## GIVEN INFORMATION
◇ ◇ ◇ ◇ ◇

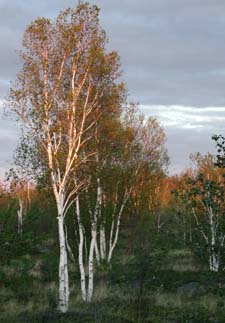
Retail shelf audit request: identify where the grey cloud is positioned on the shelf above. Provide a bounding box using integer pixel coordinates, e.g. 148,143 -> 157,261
0,0 -> 225,177
1,0 -> 225,105
140,104 -> 223,173
166,127 -> 217,174
0,0 -> 78,92
0,138 -> 17,179
140,105 -> 225,130
87,0 -> 225,106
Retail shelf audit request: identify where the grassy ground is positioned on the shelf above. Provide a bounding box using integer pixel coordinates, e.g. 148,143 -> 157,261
1,218 -> 225,322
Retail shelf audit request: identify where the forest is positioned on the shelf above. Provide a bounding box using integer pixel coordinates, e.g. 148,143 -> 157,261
1,3 -> 225,323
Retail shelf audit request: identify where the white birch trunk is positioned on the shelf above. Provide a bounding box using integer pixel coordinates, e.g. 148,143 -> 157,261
108,220 -> 121,263
75,196 -> 87,301
209,252 -> 219,272
58,215 -> 69,313
79,226 -> 86,301
85,182 -> 101,265
17,198 -> 23,235
100,226 -> 106,260
209,206 -> 219,272
91,177 -> 102,264
75,193 -> 98,302
65,224 -> 75,263
108,217 -> 115,262
94,240 -> 100,265
157,212 -> 161,234
108,200 -> 126,263
87,226 -> 96,302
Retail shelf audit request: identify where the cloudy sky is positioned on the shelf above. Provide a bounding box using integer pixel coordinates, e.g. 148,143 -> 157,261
0,0 -> 225,178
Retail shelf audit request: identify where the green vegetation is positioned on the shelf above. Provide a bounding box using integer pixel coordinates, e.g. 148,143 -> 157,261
1,209 -> 225,322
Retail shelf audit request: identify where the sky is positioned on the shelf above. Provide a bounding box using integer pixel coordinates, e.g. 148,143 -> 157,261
1,0 -> 225,178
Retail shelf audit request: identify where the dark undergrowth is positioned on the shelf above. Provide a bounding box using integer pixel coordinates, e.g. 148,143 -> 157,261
1,216 -> 225,322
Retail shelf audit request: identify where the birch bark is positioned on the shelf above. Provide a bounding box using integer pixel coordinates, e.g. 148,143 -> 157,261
58,215 -> 69,312
75,194 -> 98,302
17,198 -> 23,235
87,226 -> 96,302
75,196 -> 87,301
209,206 -> 219,272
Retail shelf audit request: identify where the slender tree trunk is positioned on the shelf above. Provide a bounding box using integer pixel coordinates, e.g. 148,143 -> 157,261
95,177 -> 103,262
108,215 -> 121,263
100,225 -> 106,260
209,251 -> 219,272
75,193 -> 98,302
209,225 -> 219,272
65,224 -> 75,262
94,240 -> 100,265
78,225 -> 87,300
157,212 -> 161,234
87,226 -> 96,302
17,198 -> 23,235
75,196 -> 87,301
108,216 -> 115,261
209,206 -> 219,272
86,179 -> 101,265
58,215 -> 69,312
108,198 -> 127,263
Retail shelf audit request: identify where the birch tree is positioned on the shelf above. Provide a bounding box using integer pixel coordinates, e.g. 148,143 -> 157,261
104,109 -> 168,263
73,192 -> 98,302
80,106 -> 168,265
6,170 -> 31,235
7,4 -> 123,312
175,153 -> 225,272
70,90 -> 125,301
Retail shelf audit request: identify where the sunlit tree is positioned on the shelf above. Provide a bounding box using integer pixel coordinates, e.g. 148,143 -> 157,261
7,3 -> 123,312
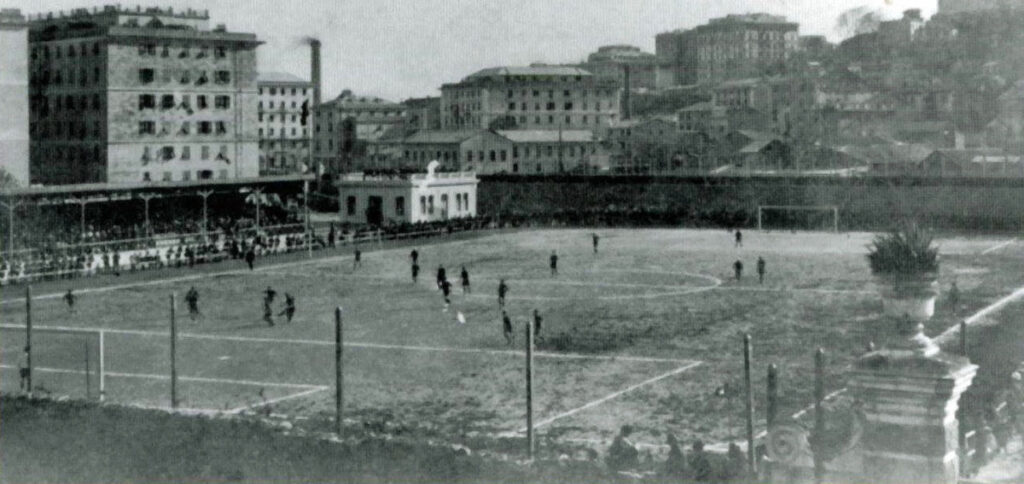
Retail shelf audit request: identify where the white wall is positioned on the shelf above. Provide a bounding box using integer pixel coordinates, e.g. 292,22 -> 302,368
0,20 -> 29,186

◇ ◇ ◇ ◇ ◇

From the first record to the last, print everything again exactly, without pictures.

Retail shelf audit request: identify where the grey cloud is positioned on the shelf above. Provide a bounding box using integer pixel coordinates, e.g. 148,143 -> 157,261
0,0 -> 225,177
1,0 -> 225,105
140,104 -> 223,173
166,127 -> 217,174
0,0 -> 78,92
0,138 -> 17,179
140,105 -> 225,130
87,0 -> 225,106
Retail shelf audit request: identify where the grassy ground is positioned on the shelf above. Provide a bounding box using integer pixel coordinates, e.g. 148,143 -> 157,261
1,218 -> 225,322
Retail shelf audit request: identify where the forest is positioned on the shelf above. Provide a bounding box using integer pixel coordinates, e.g. 148,143 -> 157,261
1,3 -> 225,323
Retail shelf audit request: identify where the white birch trunk is positioned on the shelf above. Provide a bounding box using integer pixel coordinates, e.g. 148,143 -> 157,261
108,220 -> 121,263
75,196 -> 87,301
209,252 -> 219,272
58,215 -> 69,313
79,226 -> 86,301
85,182 -> 101,265
17,198 -> 23,235
100,226 -> 106,260
209,206 -> 219,272
91,177 -> 102,264
75,193 -> 98,302
65,224 -> 75,263
108,217 -> 115,262
94,240 -> 100,265
157,212 -> 161,234
108,200 -> 126,263
87,226 -> 96,302
Retail shelf audit request: identify where the cloudy sky is positioned on the shelf above. Provide a bounding box using integer pixel coordinates, e.g. 148,143 -> 157,261
0,0 -> 225,178
Retail shelf audit request: identify where the green vegetation is positioned on the shelf above. Provide a bounding box using integer pixel coordinates, e.g. 148,143 -> 157,261
1,209 -> 225,322
Retail shelf audit request: identify where the sky is positioned on the shelf above. Provide a bounding box using integer pixel coordinates, e.g. 148,143 -> 157,261
1,0 -> 225,178
Retail shelf audit request: identify where the dark undergrowth is positioned on the shelf above. Provide a bounding box using integer pixel coordinates, e.g. 148,143 -> 157,261
1,216 -> 225,322
Retail shelf audit request: identify where the birch bark is positioned on the shelf above. Provide a bounding box using integer pixel coordinates, e.g. 148,143 -> 157,261
58,215 -> 69,312
75,194 -> 98,302
17,198 -> 23,235
87,226 -> 96,302
75,196 -> 87,301
209,206 -> 219,272
Retail shelf audit request: identify where the slender tree trunk is positioned on the shelf above. Provide a bounding box using integer pixel coordinates, e.g. 148,143 -> 157,261
95,177 -> 103,262
108,215 -> 121,263
100,225 -> 106,260
209,251 -> 219,272
75,193 -> 98,302
209,225 -> 219,272
65,224 -> 75,262
94,240 -> 100,265
78,225 -> 87,300
157,212 -> 161,234
87,226 -> 96,302
17,198 -> 23,235
75,196 -> 87,301
108,216 -> 115,261
209,206 -> 219,272
86,179 -> 101,265
58,215 -> 69,312
108,198 -> 127,263
Retail shelf audit request: identify where the birch tree is positioned on the shelf above. Provide a bounding box using integer pixel coordinates, e.g. 148,143 -> 157,261
104,109 -> 168,263
73,192 -> 98,302
80,106 -> 168,265
6,170 -> 31,235
7,4 -> 123,312
175,153 -> 225,272
70,90 -> 125,301
Retail shelf audit request: identify where the sunlit tree is positioned on the shelf above. Provide a bounding box using integer pixel coordinates, e.g. 148,143 -> 157,261
7,3 -> 123,312
Retail shelf audit request: identify where the white wall is positioned on the shelf above. Provide a bounding box using integer pixel coordinates, e.g. 292,22 -> 302,368
0,20 -> 29,186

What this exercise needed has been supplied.